• WHAT YOU NEED TO DO:
- 1) In the church history text, who restored Saint Laurence's in 1850–51?
- 2) In the church history text, rewrite the passage starting with "The astronomer and" and going on through "and his discovery.", changing "vault" to "crypt".

• EXTRACTED TEXT:
=====
Saint Laurence's Church is one of three Church of England parish churches in the benefice of Upton-cum-Chalvey, and is the oldest building in the borough of Slough, in Berkshire, England.

In the 12th century the wooden parish church of Upton was replaced with a flint building. The tower and outside walls of the Norman building form part of the present church. Several of the walls are built of puddingstone. Two other Norman features survive: the ancient baptismal font and a piscina. In the English Reformation many of the ancient decorations were mutilated. A 13th-century Italian allegorical image of the Trinity – God Father, Son and Holy Spirit – survived and was reassembled in the restoration of the church.

==Dereliction and restoration==
By the early 19th century St Laurence's had fallen into such disrepair that it was decided to build a new church, St Mary's, in the town centre. The Norman building was saved from demolition by a local farmer who secured the outside walls and tower. Saint Laurence's was restored in 1850–51 by Benjamin Ferrey and rededicated on 2 December 1851.

==Notable associations with the church==
The churchyard may have inspired the 1751 Elegy Written in a Country Churchyard by local poet Thomas Gray (1716–71). St Laurence's "ivy-mantled tow’r" was a well-known landmark housing a curfew bell that "tolls the knell of parting day" across the fields of Eton College.

The astronomer and composer Sir William Herschel (1738–1822), discoverer of Uranus, is buried at St Laurence's. He, his wife and his grandson are all interred in a family vault at the base of the tower, and there are commemorative plaques on the wall nearby. In 2001 a generous bequest allowed St Laurence's to install a set of stained-glass windows to commemorate Herschel and his discovery.

The west window of the church is a memorial to John Sullivan (1788–1855), who is buried in the churchyard. He was the Collector of Coimbatore, India, between 1815 and 1830, and is best known as the founder of the city of Ooty. Charles Hatchett (1765–1847), discoverer of the element niobium, is also buried here.

The poet and translator Keith Bosley was the church organist for many years.
=====
• SUPPLIED MATERIAL:
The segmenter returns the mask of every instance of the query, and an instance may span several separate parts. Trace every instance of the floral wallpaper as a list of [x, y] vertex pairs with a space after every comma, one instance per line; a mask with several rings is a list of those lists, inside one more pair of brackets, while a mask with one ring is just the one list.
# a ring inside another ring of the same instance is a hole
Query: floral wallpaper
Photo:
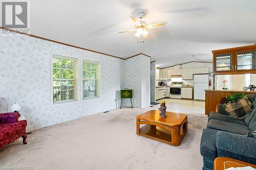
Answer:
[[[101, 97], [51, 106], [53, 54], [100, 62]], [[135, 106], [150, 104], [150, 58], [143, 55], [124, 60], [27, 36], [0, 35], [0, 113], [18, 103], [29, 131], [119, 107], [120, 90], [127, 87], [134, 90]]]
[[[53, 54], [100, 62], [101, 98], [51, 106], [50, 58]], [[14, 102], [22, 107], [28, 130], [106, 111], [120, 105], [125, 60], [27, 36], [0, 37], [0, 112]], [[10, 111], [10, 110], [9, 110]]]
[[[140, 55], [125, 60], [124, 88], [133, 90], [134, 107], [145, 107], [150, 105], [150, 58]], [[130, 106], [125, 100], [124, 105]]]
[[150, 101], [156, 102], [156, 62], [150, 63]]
=====
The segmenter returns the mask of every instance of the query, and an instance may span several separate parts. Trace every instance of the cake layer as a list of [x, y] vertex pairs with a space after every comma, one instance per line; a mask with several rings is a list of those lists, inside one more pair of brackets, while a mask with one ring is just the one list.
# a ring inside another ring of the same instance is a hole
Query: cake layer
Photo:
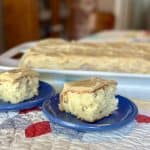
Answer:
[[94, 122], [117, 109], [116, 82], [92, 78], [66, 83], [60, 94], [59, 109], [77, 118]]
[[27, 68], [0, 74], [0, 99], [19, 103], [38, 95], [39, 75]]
=====
• TASK-BY-TASK OUTPUTS:
- 1) Benjamin Ferrey

- 2)
The astronomer and composer Sir William Herschel (1738–1822), discoverer of Uranus, is buried at St Laurence's. He, his wife and his grandson are all interred in a family crypt at the base of the tower, and there are commemorative plaques on the wall nearby. In 2001 a generous bequest allowed St Laurence's to install a set of stained-glass windows to commemorate Herschel and his discovery.